▶ The task
Write out exactly the lines from the first line of the records below through the line that contains "boxes = findObject(img, 'whole brick", and stop there.

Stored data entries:
BEGIN

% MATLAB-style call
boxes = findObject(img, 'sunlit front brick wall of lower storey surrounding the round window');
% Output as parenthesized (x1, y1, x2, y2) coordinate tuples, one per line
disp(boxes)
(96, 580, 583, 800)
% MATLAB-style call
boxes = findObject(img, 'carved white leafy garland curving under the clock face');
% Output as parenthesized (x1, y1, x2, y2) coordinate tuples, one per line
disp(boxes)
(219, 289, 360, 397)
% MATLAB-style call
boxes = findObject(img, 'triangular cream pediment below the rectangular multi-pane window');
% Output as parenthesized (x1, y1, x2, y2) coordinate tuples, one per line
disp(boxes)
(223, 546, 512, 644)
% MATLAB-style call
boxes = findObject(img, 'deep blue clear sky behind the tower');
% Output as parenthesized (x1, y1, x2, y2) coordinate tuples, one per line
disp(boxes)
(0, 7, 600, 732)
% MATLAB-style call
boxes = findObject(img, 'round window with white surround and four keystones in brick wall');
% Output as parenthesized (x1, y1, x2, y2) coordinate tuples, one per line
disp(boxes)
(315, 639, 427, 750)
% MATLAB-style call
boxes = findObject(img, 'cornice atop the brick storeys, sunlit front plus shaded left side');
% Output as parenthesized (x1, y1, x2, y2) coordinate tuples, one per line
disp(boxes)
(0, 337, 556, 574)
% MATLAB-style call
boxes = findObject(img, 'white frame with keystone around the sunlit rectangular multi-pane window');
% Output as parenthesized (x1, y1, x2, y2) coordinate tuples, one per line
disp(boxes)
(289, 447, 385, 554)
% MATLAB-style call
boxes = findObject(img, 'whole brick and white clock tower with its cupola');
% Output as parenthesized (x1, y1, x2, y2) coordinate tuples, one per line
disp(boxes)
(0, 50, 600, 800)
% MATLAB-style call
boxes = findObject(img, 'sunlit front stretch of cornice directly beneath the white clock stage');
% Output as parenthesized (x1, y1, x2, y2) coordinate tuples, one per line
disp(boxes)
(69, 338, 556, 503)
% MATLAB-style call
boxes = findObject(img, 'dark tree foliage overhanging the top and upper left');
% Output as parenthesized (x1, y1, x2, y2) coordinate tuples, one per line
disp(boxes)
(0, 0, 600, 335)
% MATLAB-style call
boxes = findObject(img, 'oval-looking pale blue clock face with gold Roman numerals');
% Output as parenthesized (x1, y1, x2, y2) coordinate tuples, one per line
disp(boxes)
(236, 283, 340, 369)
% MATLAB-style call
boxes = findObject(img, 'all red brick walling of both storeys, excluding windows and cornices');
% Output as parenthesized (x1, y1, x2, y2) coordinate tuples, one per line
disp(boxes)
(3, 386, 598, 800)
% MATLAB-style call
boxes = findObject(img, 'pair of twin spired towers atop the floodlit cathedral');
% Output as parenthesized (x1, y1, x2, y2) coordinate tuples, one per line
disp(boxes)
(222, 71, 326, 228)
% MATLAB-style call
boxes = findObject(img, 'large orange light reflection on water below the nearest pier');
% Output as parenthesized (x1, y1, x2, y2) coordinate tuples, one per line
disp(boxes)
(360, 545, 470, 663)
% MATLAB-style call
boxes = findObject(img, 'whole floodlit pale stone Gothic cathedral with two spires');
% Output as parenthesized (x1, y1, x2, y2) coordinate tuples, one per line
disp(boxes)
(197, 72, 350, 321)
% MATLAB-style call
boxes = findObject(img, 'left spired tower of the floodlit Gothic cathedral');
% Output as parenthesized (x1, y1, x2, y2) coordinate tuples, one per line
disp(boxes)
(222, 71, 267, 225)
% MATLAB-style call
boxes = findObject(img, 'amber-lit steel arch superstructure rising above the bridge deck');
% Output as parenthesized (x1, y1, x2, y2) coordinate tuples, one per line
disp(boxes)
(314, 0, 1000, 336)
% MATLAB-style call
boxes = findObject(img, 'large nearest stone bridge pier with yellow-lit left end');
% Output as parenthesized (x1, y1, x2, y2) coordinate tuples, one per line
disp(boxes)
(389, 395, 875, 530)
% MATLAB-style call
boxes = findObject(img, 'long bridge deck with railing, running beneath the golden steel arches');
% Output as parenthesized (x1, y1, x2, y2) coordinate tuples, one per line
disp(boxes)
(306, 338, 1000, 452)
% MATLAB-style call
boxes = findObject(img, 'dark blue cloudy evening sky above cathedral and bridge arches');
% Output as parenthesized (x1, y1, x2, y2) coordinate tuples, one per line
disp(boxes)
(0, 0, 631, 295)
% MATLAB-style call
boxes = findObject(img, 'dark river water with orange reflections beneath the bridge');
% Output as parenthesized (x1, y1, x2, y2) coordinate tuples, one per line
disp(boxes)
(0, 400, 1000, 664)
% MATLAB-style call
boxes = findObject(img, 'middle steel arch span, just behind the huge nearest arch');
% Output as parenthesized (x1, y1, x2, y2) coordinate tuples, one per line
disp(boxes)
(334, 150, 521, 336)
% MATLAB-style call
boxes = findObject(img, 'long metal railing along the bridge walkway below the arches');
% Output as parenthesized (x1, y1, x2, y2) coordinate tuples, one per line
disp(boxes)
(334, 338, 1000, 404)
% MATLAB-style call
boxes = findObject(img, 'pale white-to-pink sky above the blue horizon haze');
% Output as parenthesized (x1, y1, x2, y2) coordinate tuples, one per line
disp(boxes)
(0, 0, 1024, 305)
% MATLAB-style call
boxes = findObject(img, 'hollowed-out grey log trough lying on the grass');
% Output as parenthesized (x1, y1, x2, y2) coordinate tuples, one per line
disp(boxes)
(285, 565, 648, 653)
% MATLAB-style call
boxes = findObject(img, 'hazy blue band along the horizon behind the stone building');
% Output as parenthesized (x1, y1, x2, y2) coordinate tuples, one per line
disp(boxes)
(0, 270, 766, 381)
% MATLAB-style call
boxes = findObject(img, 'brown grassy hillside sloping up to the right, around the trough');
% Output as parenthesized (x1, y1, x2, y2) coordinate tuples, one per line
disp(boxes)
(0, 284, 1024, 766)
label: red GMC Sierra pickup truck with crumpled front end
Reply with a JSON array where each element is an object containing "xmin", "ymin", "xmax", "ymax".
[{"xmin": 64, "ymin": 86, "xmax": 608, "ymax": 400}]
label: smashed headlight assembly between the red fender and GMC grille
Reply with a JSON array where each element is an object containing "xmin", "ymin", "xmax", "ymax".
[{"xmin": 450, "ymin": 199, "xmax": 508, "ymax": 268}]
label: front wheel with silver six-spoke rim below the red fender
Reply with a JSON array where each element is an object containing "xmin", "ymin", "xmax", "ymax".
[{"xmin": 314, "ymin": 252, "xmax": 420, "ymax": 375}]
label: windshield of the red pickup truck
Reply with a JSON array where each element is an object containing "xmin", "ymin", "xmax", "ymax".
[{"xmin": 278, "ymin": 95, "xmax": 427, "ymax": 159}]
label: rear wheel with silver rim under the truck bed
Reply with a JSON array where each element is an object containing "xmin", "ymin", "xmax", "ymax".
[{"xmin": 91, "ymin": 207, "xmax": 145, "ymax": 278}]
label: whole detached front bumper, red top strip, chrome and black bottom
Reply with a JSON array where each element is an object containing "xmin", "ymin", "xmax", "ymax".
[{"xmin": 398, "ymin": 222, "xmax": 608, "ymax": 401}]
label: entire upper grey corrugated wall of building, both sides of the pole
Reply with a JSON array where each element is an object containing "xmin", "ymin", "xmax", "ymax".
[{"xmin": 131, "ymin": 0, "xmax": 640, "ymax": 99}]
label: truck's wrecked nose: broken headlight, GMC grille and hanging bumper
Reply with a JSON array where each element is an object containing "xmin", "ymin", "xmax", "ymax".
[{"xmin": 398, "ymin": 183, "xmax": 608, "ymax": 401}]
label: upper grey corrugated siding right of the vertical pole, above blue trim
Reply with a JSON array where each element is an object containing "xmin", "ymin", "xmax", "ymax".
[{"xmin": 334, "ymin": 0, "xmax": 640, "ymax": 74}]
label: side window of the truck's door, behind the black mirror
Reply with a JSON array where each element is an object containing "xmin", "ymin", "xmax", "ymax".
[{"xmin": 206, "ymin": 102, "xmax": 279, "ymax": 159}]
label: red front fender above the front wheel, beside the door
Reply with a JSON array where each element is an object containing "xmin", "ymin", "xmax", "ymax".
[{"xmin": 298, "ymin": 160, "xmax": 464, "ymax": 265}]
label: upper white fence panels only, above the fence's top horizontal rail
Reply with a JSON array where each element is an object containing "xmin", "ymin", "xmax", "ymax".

END

▶ Task response
% MATLAB-style call
boxes = findObject(img, 'sunlit front brick wall of lower storey surrounding the round window');
% Output as parenthesized (x1, y1, x2, y2) coordinate tuples, one per line
disp(boxes)
(96, 580, 583, 800)
% MATLAB-style call
boxes = findObject(img, 'carved white leafy garland curving under the clock face');
% Output as parenthesized (x1, y1, x2, y2) coordinate tuples, one per line
disp(boxes)
(219, 289, 360, 397)
% MATLAB-style call
boxes = findObject(img, 'triangular cream pediment below the rectangular multi-pane window');
% Output as parenthesized (x1, y1, x2, y2) coordinate tuples, one per line
disp(boxes)
(223, 546, 512, 644)
% MATLAB-style call
boxes = findObject(img, 'deep blue clear sky behind the tower');
% Output as parenthesized (x1, y1, x2, y2) coordinate tuples, one per line
disp(boxes)
(0, 7, 600, 732)
% MATLAB-style call
boxes = findObject(img, 'round window with white surround and four keystones in brick wall');
% Output as parenthesized (x1, y1, x2, y2) coordinate tuples, one per line
disp(boxes)
(315, 639, 427, 750)
% MATLAB-style call
boxes = findObject(img, 'cornice atop the brick storeys, sunlit front plus shaded left side');
% Output as parenthesized (x1, y1, x2, y2) coordinate tuples, one per line
disp(boxes)
(0, 337, 556, 574)
% MATLAB-style call
boxes = findObject(img, 'white frame with keystone around the sunlit rectangular multi-pane window');
% Output as parenthesized (x1, y1, x2, y2) coordinate tuples, one per line
disp(boxes)
(289, 447, 385, 554)
% MATLAB-style call
boxes = findObject(img, 'whole brick and white clock tower with its cupola');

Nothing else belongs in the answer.